## 課題文
----

だが、作業テーブルの上のロスは認めるわけがないのである。

テーブルの横に樋を作り集めて、製品扱いとして処理させるのである。

ここカムチャツカまできて、何故に投げ物を作る必要があるのか。

ここカムチャツカまできて、何故に休まなければならないのだ。

投げるものは、骨の髄までしゃぶり投げる。

活用できるものも、骨の髄まで活用する。

これ日本人のもったいない精神。転んでもただで起きない。

という日本人独特の目ざとさなのかもしれない。

日ソ漁業協定で漁獲してはいけない蟹は、メス蟹と規格外の小さな蟹、

通称アンコ蟹である。

これは海にリリースしなければならないのである。

がしかし、もったいない精神の持ち主である日本人が、ここまで来て

リリースなどするわけがない。

網にかかった蟹と名の付く蟹は、アンコ蟹であれ、メス蟹であれ骨の

髄までいただく。

では、骨の髄までの食し方を説明します。

アンコもメスもまず脱甲する。脚は小さく細いので裁割できない。

そんな時には、脚の肉をしぼり出すローラに掛ける。

残った甲羅を、甲羅掘削機にかけぐちゃぐちゃにして、

母なる海にかえすのである。

脱甲してそのまま甲羅を海に投げたら、甲羅の流れが母船から

ず~っと続き、ロスケの監督官に見つかってしまう。

母なる海は寛大である。

そんな甲羅やら、残飯、排水、糞尿などを一言の文句も言わず

お引き受けくださるのだ。

母は何と素晴らしい自浄能力をお持ちなのでありましょうか。

----

## 課題の指示
1/ カムチャツカの蟹加工の文章によると、日ソ漁業協定で漁獲してはいけない蟹はどれか答えよ。
2/ カムチャツカの蟹加工の文章にある「脚は小さく細いので裁割できない。」という一文を英語に訳せ。
3/ カムチャツカの蟹加工の文章を、最後の文の後から書き進めよ。
データの行は解答に使わない。

## データの行
----

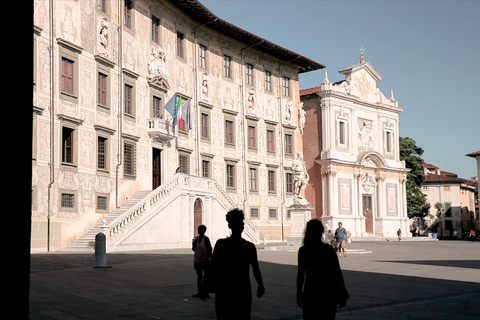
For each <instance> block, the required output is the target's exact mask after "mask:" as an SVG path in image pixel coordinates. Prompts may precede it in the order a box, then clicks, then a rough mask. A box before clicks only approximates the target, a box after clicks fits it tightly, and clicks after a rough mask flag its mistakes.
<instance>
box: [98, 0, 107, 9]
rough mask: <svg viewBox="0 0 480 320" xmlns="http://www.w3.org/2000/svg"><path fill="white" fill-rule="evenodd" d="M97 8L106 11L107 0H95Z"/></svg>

----

## 解答例
1/ メス蟹と規格外の小さな蟹（通称アンコ蟹）である。

2/ The legs are small and thin, so they cannot be cut apart.

3/
巨大冷凍庫








工場が全休になることなど一日たりともなかった。勿論、半休もない。

ということは、川崎船が出漁出来ない時化などないということだ。

ちょっと違う。川崎船はどんな時化でも漁に出されるということだ。

出漁できないということは命にかかわる大時化の時だけである。

そんな大時化が操業中に一回はある。

さすがにその時は川崎船が下りない。休みだ。

その時のために、冷凍庫に備蓄しておいた冷凍タラバを、

前の晩から解凍して缶詰に製造する。

工場を休みにするわけがない。

この冷凍タラバ蟹は、大漁で製造が追いつかない場合に作られる。

生処理の脱甲の状態で蟹が大量に余る。タラバを生の状態で置いておけない。

ボイルし冷凍庫へ下げ、備蓄するのである。

勿論、製造できないボイルタラバがあれば、それも備蓄カニとなる。

このタラバ蟹の備蓄山盛り状態をつくるのが、冷蔵庫関係者の本来の

仕事なのである。

会社としては、缶詰以外に鮮度抜群の殻付き冷凍品も欲しいのだ。

水揚げ数量にかかわらず、乗組員全員のケツを叩き備蓄する。

これは会社のベコ(余禄)である。何回も仲積船で函館港に運ばれる。

仲積船というのは、函館と母船との間の積み荷役船だ。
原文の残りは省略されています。